Given request: In the article below about Williams choosing a driver for 2018, which test does Andrew Benson say turned out to be crucial?

Source extract:
····················
A journalist has defended his claim that Williams has definitely decided to sign Sergey Sirotkin instead of Robert Kubica for 2018. Among those reporting the news about Russian Sirotkin's soon-to-be-announced deal the most confidently in recent days has been British journalist Andrew Benson.
He now tells the Polish publication Sportowe Fakty: "The team told me that the results on the track was the primary reason for signing Sirotkin. It turned out that the Abu Dhabi test was crucial," Benson added.
He said Sirotkin was consistently quicker than former BMW and Renault driver Kubica in qualifying trim. "I also received information that even Robert told team management about his problems adapting to the new tyres supplied by Pirelli," Benson said. "Williams decided that in their situation there was no room for risk."
Benson concludes that F1 will therefore "probably never see Kubica return to formula one" after the Williams setback. And he played down the role played by Sirotkin's reported $20 million sponsorship purse, thanks to his support by the Vladimir Putin-linked SMP bank.
"Robert was able to provide about EUR 8 million, but Sirotkin at least doubled this amount," said Benson. "But in reality money is just a bonus from a driver. If Kubica was twice as good as Sirotkin, he would be in the car this season. Nobody seems to remember that Renault stopped working with Robert for exactly the same reason as Williams did," he added.
····················
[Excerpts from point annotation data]
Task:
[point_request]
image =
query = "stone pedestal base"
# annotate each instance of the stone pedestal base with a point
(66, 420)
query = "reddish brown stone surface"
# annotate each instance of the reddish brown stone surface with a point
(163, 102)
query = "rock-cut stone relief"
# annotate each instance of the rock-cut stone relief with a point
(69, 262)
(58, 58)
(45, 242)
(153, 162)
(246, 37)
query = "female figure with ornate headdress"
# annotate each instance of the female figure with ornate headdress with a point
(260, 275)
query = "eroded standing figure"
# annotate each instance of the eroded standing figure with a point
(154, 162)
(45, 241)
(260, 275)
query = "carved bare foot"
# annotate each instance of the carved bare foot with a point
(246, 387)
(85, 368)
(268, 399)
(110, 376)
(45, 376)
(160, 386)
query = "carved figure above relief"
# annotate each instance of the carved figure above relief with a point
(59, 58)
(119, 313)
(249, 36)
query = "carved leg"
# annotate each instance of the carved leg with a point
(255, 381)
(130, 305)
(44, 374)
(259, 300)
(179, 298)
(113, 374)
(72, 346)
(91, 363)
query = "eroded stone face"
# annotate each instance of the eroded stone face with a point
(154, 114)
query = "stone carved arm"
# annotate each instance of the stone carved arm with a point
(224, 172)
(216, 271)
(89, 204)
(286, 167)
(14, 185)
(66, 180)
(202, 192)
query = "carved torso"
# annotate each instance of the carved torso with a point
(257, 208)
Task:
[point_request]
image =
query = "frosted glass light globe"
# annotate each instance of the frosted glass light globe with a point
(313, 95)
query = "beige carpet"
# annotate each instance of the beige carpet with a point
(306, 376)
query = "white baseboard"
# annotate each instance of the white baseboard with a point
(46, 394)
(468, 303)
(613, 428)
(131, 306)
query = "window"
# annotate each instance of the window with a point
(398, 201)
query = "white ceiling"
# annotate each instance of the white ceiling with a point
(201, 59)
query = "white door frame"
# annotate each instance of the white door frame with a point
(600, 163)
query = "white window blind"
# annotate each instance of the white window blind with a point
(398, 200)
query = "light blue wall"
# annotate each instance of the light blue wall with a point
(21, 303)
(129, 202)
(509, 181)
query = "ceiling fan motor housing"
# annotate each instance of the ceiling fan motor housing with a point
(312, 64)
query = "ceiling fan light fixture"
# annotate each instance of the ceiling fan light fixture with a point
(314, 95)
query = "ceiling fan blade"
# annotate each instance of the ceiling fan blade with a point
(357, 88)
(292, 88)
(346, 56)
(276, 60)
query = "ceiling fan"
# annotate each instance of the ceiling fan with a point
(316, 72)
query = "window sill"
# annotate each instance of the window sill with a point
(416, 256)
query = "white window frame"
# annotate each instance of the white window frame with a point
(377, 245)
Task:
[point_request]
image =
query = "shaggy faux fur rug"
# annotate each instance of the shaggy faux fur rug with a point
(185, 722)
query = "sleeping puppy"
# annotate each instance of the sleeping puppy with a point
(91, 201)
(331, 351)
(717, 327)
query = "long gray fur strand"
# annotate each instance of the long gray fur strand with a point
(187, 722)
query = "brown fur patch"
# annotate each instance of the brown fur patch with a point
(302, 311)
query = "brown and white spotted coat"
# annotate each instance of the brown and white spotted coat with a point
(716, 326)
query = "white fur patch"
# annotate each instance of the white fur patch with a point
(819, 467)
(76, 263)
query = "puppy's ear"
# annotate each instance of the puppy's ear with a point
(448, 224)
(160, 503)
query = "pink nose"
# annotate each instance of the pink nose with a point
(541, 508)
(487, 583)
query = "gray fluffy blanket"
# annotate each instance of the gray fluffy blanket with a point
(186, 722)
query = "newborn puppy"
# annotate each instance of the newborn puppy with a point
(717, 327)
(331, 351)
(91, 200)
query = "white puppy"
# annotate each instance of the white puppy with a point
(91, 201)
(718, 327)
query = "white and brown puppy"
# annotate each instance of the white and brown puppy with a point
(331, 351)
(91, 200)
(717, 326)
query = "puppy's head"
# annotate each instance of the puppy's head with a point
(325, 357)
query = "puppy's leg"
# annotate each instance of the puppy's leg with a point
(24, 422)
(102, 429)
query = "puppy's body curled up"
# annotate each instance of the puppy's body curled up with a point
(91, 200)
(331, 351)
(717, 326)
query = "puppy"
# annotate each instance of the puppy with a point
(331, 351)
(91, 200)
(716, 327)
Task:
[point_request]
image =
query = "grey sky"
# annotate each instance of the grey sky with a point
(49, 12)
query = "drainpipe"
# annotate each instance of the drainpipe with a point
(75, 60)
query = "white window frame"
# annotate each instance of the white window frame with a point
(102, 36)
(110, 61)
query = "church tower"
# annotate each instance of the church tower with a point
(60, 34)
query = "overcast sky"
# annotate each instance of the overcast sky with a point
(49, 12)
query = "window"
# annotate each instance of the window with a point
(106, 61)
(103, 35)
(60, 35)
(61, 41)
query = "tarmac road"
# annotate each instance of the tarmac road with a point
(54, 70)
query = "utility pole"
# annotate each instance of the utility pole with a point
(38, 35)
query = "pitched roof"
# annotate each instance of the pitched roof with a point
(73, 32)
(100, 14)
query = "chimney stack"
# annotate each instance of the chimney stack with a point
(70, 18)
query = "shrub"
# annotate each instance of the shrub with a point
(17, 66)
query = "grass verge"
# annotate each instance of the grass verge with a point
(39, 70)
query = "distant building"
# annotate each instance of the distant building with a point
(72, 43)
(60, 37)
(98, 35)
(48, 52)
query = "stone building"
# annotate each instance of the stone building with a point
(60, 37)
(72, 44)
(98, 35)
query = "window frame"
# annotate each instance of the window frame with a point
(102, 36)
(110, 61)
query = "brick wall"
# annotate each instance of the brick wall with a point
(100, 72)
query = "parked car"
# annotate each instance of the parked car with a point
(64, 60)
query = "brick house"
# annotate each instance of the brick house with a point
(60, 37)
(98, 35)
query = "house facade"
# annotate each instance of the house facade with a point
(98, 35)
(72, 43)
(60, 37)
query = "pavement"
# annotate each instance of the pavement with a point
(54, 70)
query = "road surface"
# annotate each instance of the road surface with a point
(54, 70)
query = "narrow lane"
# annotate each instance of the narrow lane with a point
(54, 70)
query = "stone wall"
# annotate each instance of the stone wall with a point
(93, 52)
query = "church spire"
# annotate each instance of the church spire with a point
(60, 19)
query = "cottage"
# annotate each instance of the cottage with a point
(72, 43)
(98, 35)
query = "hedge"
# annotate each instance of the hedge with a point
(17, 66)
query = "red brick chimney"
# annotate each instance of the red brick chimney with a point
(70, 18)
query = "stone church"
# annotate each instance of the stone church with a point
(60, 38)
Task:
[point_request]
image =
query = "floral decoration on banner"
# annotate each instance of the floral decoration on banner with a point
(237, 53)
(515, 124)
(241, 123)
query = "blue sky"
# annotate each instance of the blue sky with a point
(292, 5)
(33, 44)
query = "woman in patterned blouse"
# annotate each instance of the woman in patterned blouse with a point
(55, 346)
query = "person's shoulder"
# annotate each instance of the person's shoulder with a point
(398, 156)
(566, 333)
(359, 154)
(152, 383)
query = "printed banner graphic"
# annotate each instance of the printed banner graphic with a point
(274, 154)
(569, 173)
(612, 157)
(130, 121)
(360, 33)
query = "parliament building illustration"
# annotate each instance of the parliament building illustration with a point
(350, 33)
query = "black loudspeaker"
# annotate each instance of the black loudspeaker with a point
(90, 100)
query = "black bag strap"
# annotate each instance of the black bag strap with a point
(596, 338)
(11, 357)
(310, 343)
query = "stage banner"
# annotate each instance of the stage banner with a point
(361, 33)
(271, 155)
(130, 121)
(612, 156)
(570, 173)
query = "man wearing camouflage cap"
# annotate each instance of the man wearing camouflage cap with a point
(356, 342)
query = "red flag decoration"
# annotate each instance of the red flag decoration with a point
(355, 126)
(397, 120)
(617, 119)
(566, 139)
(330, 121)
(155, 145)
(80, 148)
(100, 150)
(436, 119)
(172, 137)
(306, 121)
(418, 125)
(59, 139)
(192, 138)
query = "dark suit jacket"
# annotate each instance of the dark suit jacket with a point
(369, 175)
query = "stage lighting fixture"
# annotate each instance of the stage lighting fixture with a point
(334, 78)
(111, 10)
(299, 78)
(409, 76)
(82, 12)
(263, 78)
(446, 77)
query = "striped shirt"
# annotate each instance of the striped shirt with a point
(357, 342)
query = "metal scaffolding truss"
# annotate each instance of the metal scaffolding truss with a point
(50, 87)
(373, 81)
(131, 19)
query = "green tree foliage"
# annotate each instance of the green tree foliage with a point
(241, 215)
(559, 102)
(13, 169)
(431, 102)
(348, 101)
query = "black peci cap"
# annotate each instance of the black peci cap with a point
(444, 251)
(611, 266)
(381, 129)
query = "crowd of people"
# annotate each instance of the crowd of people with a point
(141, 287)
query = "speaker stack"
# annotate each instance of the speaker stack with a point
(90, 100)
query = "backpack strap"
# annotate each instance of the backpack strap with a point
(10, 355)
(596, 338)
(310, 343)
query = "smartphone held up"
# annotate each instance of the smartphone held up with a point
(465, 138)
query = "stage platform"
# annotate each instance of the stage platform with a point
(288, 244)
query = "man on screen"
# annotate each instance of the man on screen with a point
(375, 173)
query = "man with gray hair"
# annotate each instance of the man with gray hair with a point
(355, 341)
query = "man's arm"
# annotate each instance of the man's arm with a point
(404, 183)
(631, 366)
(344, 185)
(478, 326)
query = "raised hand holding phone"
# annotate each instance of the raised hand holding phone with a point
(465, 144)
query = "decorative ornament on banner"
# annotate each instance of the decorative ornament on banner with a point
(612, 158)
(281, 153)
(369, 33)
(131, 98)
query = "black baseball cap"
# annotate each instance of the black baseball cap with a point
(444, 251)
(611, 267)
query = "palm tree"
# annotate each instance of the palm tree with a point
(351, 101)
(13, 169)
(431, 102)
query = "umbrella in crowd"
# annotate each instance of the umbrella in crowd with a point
····················
Answer to this exercise: The Abu Dhabi test.